STUDY QUESTIONS:
#1 According to the blog excerpt below, how many 2 x 10s did the man pull from the lumber truck?
#2 State whether each statement agrees with the blog excerpt below, answering yes or no and quoting the deciding words: (a) The narrator rode a bicycle to the food pantry. (b) The first cardboard cat holder listed costs $49. (c) The narrator stayed in bed for the entire day.

PASSAGE SHOWN:
----
Time To Play B Sides

I started the day with back pain I didn’t have time to deal with, so I stayed in bed for a few hours. That felt pretty good, but when I’m at home, something happens and next thing I know, I’ve been whirling like a dervish for an hour and a half. This morning’s something was the gear-stripping arrival of the lumber delivery truck, which I saw and heard through an open bedroom window. It was stupid and impulsive of me, but I leapt out of bed, scattering two indignant little black cats, and ran to the bathroom to splash water on my face before running outside to cheer on the lumber guy. I leaned on the porch rail and applauded as a smiling man pulled three 2 x 10s from the truck and lay them on the sidewalk running the length of the gravel driveway.

After an ice storm last winter, I sailed off the top of the back stairs and went bump bump bump to the concrete and later the treads developed portentious soft spots. Thus, I was goddamned overjoyed to see a different future in the old Magic 8 Ball. Stairs! Traction! Going about my business uninjured! Then I had to lie down.

Moving Is This Message

Tata: Remember that time we were watching Trading Spaces and Hildi brought in cardboard furniture? I said, “Fire hazard” and you said, “I hope that’s industrial cardboard.”
Siobhan: Hildi is evil and I’m still afraid she might touch me. Remember that room with hay on the walls?
Tata: Even memory loss won’t protect me from that. So what’s this about high end cat furniture?
Siobhan: Buckle up, baby!

Oh, for fuck’s sake.

Cardboard cat holder: $320.

Cardboard cat holder: $49.

Cardboard cat holder: $54.

Frills What Frocks What Furs What

This evening, I went back to volunteering at the food pantry after months away, nursing the arthritic hip. I climbed on my bicycle, pedaled three blocks, locked up my bike and limped to the pantry room. My neighbors in the tiny town laughed and seemed happy to see me. We sorted donated canned goods, pastas, baking ingredients, breads and baby foods, placed them on labeled shelves, cleaned up sticky messes and stacked bins in a closet. After an hour, I pedaled three blocks, locked up my bike and limped into our house, where I gleefully cha-cha-cha’d and collapsed in a happy heap on the couch. Yay! ZZZZZZZZZZZ ZZZZZZZZZZZZZ snort zzzzzzzz.
----
[Photo-based referring expression data]

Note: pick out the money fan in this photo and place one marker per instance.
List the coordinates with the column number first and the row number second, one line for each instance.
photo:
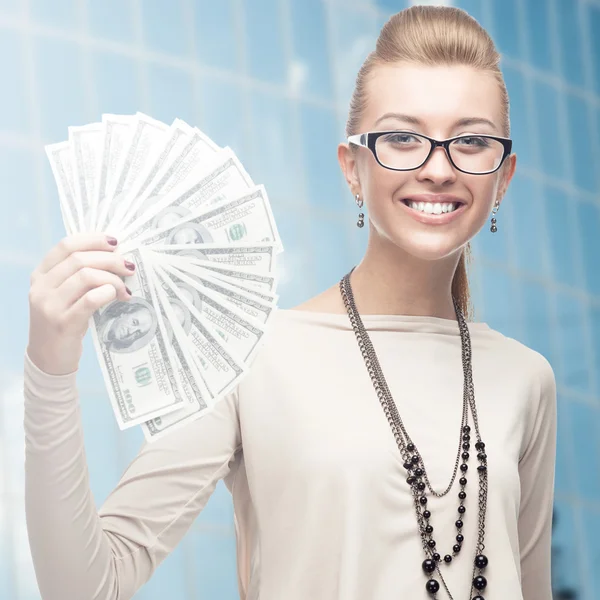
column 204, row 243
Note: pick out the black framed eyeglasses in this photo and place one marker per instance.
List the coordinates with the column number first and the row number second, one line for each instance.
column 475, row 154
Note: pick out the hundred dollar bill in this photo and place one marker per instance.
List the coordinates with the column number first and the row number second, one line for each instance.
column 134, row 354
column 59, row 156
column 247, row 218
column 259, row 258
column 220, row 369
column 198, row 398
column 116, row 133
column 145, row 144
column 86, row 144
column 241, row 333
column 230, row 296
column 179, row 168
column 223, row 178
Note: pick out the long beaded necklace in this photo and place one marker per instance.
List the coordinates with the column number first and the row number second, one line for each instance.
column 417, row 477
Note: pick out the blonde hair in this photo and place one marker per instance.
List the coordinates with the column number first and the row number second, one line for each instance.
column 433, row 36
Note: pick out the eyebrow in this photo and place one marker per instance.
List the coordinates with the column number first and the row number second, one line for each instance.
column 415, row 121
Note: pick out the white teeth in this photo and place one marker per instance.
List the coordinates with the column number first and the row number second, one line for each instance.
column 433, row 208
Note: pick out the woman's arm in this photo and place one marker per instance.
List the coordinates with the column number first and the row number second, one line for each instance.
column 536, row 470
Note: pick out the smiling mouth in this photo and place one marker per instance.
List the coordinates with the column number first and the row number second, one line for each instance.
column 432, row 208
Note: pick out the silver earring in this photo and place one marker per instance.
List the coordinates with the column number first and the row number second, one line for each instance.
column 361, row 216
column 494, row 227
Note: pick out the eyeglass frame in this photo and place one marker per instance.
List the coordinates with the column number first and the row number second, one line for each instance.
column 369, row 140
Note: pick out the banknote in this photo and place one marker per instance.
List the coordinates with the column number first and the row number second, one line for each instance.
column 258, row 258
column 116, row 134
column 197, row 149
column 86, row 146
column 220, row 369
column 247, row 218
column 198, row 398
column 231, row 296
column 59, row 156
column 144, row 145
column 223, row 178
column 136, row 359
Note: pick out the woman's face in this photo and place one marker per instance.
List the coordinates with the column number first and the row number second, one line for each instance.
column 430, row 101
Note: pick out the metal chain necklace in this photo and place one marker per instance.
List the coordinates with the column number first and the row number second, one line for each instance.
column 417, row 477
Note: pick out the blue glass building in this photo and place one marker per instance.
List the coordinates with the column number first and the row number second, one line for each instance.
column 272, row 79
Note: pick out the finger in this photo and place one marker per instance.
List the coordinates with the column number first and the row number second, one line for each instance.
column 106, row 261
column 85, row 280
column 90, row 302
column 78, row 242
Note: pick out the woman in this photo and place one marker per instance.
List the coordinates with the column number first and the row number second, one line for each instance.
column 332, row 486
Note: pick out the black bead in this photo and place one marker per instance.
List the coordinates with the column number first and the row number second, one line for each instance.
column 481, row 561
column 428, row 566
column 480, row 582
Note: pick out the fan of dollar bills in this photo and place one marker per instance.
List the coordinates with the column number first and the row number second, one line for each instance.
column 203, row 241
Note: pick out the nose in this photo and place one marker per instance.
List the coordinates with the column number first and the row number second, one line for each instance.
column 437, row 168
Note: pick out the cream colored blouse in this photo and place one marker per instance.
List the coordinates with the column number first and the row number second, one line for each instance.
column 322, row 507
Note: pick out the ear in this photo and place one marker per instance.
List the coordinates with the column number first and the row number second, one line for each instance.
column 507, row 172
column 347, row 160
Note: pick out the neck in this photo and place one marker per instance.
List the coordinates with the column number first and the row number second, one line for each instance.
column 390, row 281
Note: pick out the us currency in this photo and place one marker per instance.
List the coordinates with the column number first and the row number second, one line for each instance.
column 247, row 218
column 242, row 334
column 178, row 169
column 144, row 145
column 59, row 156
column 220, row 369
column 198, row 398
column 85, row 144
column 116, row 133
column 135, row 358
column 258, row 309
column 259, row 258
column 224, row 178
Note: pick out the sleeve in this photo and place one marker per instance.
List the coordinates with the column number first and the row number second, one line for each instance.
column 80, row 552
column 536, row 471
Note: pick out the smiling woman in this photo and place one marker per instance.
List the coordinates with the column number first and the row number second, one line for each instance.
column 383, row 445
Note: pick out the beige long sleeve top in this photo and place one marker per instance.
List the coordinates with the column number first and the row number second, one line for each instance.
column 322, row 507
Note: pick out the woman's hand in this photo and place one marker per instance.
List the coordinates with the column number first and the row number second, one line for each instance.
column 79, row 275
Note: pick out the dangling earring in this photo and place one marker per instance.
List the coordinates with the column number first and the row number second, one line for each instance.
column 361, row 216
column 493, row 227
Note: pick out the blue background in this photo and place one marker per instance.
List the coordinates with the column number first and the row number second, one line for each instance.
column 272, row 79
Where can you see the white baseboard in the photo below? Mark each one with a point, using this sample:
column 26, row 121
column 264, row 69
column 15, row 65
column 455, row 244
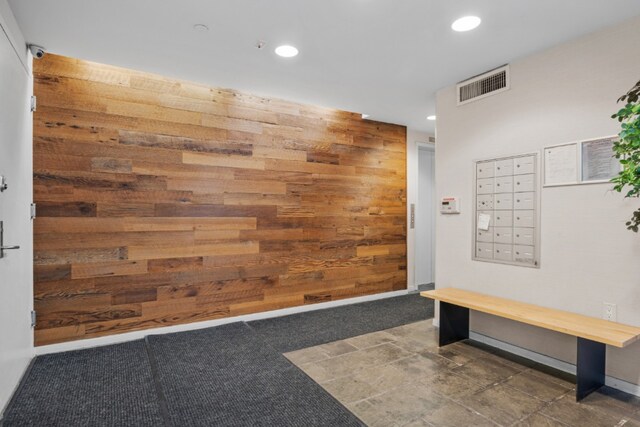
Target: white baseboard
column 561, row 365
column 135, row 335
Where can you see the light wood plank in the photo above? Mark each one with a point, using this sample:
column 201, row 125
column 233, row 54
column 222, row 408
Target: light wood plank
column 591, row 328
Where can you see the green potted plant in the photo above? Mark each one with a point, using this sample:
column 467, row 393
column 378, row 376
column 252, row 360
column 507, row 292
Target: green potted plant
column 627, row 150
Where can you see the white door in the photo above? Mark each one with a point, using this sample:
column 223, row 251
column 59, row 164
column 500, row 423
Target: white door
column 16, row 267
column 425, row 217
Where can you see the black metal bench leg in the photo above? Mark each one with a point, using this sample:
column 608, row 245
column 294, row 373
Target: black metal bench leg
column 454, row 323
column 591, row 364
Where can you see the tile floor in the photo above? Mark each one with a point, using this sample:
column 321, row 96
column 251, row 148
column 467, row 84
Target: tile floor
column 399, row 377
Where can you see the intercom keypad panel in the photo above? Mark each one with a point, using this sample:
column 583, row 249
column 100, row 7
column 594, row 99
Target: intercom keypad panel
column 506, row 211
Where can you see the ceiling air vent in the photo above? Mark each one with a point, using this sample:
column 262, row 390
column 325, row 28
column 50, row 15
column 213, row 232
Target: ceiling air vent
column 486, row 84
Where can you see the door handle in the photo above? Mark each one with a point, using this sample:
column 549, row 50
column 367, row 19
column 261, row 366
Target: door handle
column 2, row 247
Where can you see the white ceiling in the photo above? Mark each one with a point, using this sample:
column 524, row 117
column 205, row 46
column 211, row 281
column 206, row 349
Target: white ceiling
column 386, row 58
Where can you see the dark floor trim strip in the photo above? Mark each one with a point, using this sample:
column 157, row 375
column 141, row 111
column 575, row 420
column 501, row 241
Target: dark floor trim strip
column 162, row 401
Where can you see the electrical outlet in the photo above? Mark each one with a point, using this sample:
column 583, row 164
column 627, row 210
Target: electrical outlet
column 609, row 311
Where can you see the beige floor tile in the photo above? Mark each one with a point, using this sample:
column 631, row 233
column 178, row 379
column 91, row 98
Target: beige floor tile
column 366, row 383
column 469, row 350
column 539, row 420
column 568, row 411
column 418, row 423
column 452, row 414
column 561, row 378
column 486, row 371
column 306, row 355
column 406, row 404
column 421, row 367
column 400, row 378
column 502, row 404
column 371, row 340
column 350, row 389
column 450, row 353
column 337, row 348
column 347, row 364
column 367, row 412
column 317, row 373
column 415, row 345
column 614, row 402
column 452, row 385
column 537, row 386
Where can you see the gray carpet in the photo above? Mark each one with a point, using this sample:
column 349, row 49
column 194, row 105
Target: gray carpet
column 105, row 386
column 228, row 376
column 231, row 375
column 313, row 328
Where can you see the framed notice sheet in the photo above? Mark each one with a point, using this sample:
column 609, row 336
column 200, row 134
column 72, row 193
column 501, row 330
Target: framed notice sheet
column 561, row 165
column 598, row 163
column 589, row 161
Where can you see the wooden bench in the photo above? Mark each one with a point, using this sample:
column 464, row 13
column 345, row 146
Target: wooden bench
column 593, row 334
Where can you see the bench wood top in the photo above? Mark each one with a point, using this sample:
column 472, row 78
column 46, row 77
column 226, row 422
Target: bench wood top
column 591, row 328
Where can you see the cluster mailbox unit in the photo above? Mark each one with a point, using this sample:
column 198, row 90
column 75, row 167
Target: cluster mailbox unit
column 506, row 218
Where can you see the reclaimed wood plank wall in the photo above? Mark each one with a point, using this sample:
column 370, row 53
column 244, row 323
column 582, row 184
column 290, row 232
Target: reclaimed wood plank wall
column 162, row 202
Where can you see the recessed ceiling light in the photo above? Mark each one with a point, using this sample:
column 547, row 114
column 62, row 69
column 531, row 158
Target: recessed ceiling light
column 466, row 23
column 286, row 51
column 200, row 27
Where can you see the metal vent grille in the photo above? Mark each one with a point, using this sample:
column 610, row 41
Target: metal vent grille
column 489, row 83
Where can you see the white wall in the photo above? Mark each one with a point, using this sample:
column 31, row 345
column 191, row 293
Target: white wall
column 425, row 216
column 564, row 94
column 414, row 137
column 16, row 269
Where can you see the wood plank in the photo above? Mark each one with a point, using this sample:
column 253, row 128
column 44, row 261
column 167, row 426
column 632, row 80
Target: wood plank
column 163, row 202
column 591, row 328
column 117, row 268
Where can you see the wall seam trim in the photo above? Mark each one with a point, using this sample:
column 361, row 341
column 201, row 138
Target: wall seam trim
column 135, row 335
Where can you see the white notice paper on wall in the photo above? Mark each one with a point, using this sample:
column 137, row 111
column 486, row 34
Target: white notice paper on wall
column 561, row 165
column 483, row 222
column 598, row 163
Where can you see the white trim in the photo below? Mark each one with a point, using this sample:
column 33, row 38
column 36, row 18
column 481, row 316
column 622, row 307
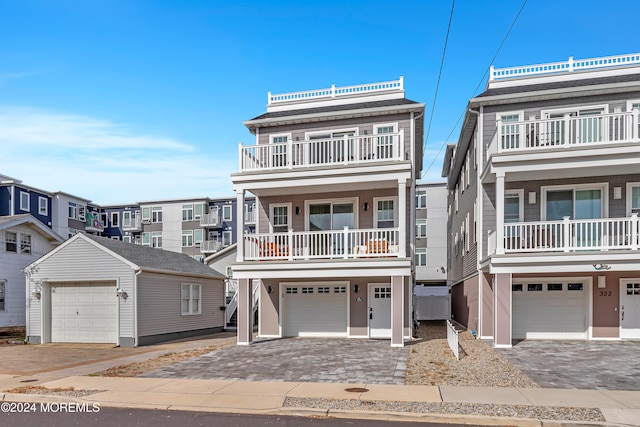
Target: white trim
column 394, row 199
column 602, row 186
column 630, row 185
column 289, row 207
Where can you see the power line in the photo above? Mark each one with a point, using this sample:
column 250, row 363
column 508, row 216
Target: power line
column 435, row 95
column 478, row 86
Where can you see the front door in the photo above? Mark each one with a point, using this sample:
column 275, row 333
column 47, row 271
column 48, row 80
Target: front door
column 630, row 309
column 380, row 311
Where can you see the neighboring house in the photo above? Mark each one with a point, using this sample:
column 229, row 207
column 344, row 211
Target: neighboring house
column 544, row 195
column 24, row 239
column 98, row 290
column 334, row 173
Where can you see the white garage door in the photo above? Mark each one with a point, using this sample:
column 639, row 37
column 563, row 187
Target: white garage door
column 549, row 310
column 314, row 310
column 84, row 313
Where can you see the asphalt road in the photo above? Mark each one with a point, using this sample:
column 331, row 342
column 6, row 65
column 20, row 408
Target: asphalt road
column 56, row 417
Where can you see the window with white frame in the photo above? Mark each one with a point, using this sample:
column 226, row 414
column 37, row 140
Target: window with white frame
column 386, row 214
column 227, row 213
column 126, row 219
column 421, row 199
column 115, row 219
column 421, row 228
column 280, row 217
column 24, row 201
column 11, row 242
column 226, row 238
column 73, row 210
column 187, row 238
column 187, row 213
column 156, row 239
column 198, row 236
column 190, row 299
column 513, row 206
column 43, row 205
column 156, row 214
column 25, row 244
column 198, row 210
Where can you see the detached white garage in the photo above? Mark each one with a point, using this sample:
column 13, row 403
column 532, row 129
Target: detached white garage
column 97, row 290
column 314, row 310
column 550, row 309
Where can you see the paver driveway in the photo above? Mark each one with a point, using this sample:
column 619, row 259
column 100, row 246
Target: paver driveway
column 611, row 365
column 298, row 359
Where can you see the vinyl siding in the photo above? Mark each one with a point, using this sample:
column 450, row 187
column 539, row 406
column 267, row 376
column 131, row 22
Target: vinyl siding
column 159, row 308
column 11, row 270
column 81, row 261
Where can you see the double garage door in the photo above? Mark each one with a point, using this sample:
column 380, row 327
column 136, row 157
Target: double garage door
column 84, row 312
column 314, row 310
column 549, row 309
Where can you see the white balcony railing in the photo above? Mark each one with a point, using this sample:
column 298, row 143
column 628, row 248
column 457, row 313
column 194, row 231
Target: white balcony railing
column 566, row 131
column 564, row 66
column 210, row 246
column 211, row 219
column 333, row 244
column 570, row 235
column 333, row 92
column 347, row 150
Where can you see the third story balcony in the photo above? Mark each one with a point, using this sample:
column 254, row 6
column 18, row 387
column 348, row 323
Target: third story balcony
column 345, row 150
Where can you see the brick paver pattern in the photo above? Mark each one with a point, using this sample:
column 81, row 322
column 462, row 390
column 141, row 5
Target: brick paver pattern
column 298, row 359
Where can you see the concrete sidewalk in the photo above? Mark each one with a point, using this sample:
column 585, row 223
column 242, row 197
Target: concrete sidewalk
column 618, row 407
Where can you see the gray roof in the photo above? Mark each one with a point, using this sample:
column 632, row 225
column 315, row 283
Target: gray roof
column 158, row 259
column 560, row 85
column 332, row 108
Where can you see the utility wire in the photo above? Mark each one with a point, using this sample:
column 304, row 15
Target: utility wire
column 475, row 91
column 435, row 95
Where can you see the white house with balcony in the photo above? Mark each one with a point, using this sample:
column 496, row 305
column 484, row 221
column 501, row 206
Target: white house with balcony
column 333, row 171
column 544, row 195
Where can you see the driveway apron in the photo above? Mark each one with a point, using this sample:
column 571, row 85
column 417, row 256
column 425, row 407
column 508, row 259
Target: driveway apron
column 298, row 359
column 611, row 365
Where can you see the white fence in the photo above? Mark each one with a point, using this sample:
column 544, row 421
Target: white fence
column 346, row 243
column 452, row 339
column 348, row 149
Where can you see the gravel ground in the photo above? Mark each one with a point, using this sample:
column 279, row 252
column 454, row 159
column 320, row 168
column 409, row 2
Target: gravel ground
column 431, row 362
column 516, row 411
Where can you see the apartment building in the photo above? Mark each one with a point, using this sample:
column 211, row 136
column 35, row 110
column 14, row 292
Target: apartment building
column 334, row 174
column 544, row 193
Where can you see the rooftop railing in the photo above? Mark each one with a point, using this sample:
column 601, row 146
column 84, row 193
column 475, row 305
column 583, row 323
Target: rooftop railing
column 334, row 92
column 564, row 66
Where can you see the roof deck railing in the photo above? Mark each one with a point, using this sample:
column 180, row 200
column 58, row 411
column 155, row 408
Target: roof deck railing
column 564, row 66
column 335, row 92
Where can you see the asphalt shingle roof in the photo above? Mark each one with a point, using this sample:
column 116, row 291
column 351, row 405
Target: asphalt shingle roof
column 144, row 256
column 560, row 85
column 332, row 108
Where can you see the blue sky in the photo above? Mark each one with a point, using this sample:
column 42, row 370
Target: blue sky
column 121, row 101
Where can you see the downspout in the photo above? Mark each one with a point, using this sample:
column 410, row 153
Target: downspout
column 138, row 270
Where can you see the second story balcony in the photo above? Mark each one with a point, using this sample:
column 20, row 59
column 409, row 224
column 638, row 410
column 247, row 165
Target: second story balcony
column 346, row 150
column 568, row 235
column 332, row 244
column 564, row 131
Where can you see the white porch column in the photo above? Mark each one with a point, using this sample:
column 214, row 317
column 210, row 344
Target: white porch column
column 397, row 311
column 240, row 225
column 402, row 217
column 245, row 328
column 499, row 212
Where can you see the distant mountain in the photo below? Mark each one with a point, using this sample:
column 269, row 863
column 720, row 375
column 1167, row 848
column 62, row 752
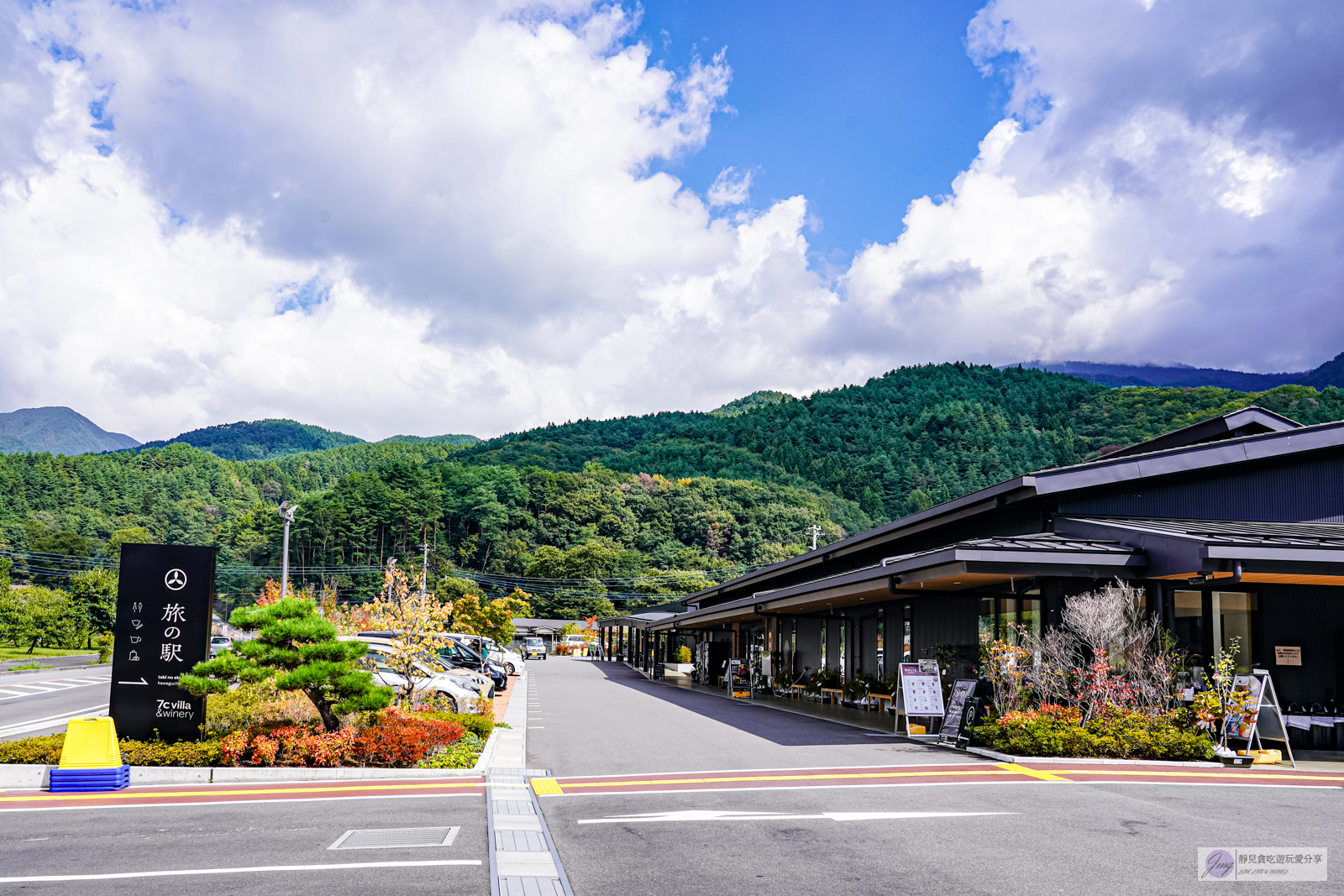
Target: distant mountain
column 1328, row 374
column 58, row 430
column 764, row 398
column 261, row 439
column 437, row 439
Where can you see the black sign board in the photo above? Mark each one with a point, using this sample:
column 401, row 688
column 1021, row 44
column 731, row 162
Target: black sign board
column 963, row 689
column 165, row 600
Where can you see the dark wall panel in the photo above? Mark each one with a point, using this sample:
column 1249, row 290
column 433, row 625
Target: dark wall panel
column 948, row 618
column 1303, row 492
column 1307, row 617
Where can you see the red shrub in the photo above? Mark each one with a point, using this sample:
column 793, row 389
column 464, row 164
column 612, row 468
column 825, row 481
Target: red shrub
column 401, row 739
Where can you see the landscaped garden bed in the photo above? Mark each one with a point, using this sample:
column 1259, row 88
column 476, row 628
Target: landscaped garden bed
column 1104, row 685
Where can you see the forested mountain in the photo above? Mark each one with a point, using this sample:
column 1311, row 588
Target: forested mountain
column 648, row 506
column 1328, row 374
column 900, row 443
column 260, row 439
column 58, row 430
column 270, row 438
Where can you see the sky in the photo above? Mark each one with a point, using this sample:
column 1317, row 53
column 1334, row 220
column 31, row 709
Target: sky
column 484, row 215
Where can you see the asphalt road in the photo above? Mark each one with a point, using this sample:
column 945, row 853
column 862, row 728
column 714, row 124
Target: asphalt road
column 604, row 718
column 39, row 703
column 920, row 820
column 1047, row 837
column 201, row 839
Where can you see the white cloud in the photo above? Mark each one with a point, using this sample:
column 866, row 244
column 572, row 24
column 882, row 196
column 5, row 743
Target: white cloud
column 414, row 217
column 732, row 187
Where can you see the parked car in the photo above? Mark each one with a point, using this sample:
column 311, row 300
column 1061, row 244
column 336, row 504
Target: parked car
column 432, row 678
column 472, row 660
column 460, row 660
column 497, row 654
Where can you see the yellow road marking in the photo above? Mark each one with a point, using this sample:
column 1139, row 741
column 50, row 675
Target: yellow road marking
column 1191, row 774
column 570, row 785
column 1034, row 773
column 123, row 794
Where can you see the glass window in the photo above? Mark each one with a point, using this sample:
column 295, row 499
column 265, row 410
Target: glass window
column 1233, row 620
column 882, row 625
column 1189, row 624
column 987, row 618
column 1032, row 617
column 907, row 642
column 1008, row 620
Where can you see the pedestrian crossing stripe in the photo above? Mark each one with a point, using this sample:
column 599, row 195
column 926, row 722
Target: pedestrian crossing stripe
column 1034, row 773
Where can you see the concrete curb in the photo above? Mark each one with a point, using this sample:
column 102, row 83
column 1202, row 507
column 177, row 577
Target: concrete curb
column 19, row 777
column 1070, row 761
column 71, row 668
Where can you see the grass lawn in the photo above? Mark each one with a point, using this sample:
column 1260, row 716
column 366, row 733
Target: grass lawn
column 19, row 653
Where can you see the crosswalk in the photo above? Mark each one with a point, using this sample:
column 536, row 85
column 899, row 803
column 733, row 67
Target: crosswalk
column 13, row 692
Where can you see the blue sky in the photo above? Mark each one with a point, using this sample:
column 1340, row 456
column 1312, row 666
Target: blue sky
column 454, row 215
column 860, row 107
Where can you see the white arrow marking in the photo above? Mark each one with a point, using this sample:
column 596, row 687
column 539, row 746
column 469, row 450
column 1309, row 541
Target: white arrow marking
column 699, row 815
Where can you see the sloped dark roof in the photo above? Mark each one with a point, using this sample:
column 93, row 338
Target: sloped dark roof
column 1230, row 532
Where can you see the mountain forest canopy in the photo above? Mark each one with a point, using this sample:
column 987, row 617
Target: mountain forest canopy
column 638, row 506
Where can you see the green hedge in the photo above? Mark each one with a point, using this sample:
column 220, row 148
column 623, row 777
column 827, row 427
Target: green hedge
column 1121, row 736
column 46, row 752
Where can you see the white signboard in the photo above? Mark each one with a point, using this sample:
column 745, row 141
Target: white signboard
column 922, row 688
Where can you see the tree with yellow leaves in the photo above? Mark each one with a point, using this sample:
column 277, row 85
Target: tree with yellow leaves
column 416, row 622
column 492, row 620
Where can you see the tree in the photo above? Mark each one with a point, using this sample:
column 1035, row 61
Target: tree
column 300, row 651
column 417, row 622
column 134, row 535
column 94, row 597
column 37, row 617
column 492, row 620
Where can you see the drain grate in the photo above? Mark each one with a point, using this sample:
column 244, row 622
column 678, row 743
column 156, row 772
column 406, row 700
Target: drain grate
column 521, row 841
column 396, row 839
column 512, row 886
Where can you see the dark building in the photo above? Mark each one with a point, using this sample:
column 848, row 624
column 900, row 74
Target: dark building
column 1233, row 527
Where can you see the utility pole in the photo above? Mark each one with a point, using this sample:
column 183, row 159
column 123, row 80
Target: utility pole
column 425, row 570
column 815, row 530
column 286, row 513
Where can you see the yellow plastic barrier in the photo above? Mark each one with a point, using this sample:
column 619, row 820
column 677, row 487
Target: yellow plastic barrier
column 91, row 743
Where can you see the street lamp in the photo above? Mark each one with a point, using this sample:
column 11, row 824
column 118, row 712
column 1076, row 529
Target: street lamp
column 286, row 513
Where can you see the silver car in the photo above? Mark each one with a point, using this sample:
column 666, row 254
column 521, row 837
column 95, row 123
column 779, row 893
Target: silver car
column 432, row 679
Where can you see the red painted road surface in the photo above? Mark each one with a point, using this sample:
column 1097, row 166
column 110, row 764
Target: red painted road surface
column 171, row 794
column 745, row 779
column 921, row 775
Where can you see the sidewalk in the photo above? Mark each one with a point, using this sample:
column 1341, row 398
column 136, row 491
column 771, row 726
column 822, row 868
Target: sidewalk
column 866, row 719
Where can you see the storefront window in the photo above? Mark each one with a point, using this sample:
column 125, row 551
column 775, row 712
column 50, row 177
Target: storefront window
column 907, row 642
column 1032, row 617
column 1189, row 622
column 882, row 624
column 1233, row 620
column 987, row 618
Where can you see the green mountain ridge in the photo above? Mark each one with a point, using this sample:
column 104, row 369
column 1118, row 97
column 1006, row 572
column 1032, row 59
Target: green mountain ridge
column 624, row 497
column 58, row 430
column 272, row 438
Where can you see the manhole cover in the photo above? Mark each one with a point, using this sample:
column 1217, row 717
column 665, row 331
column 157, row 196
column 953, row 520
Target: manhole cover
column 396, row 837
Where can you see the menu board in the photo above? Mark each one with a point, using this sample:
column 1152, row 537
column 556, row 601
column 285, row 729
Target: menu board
----
SOLUTIONS BY TASK:
#1 Three.

#2
(a) Yes: "I climbed on my bicycle, pedaled three blocks, locked up my bike and limped to the pantry room."
(b) No: "Cardboard cat holder: $320."
(c) No: "so I stayed in bed for a few hours."